*Supplied passage:*
+ + + + +
The clean paper 13 has the strength and flexibility of ordinary paper. If the laminated green sheets 14 are directly pressed by the flat presses 11 from both sides, a bias may occur in the pressure. The clean paper 13 deforms along the unevenness of the surface of the green sheet 14. The laminated green sheets 14 are disposed between a pair of sheets of clean paper 13. By pressing the green sheets 14 via the clean paper 13, the pressure is dispersed by the clean paper 13. As a result, the pressure can be applied more uniformly over the entire surface of the green sheet 14. For example, according to the state of the flat press 11, the central portion and end portion of the green sheet 14 may not be pressed uniformly, which may cause delamination. By using the clean paper 13, the pressure can be applied uniformly to the green sheet 14; and the occurrence of delamination can be suppressed.

The thickness of the clean paper 13 is about 0.08 to 0.15 mm. When the clean paper 13 is thin, the deformation when pressing is small. The pressure tends to be applied more directly to the green sheet 14. Therefore, thin clean paper 13 is suited when the green sheet 14 has low surface unevenness. When the clean paper 13 is thick, the deformation when pressing is large. The pressure tends to be applied in a more dispersed manner to the green sheet 14. Therefore, a thick clean paper 13 is suited when the green sheet 14 has high surface unevenness.

FIG. 7 is a cross-sectional view showing another example of a method for making the laminated body. FIG. 7 shows double-sided roll lamination 15 that makes a roller-laminated body. In the double-sided roll lamination 15, a pair of rollers 16 that includes heaters is used. The multiple silicon nitride green sheets 14 are disposed between the rollers 16 with the clean paper 13 interposed. The resin sheet 12 is disposed between the roller 16 and the clean paper 13 as necessary. By including the resin sheet 12, the roller 16 and the clean paper 13 are easier to separate.
+ + + + +
*Raw data:*
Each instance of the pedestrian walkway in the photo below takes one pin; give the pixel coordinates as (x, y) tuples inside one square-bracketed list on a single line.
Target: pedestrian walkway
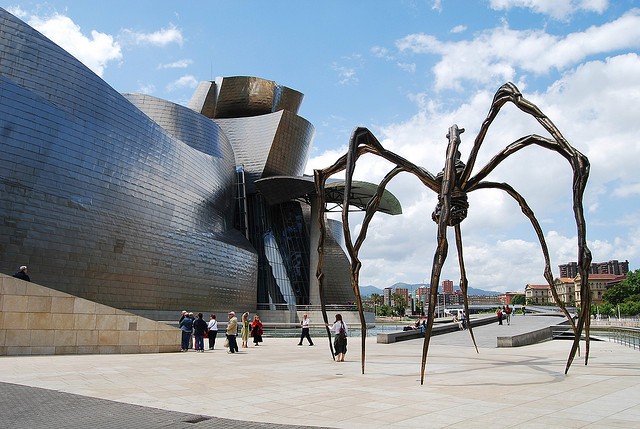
[(280, 383)]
+ + + + +
*Set of tasks:*
(1) In the passage on pressing green sheets, turn the paragraph that begins "The thickness of the clean paper 13" into a short bulleted list that keeps its main facts.
(2) Quote the passage on pressing green sheets word for word, starting at "The thickness of" and ending at "high surface unevenness.".
(3) Answer these questions from the passage on pressing green sheets, one answer per line:
(a) What does the clean paper 13 deform along?
(b) What is the approximate thickness of the clean paper 13?
(c) In double-sided roll lamination, what is made easier by including the resin sheet 12?

*Responses for each task:*
(1)
- Clean paper 13 is about 0.08 to 0.15 mm thick.
- Thin clean paper deforms little when pressed, so pressure reaches green sheet 14 more directly. It suits green sheets with low surface unevenness.
- Thick clean paper deforms more when pressed, so pressure reaches green sheet 14 in a more dispersed way. It suits green sheets with high surface unevenness.

(2)
The thickness of the clean paper 13 is about 0.08 to 0.15 mm. When the clean paper 13 is thin, the deformation when pressing is small. The pressure tends to be applied more directly to the green sheet 14. Therefore, thin clean paper 13 is suited when the green sheet 14 has low surface unevenness. When the clean paper 13 is thick, the deformation when pressing is large. The pressure tends to be applied in a more dispersed manner to the green sheet 14. Therefore, a thick clean paper 13 is suited when the green sheet 14 has high surface unevenness.

(3)
(a) It deforms along the unevenness of the surface of the green sheet 14.
(b) About 0.08 to 0.15 mm.
(c) Separating the roller 16 from the clean paper 13.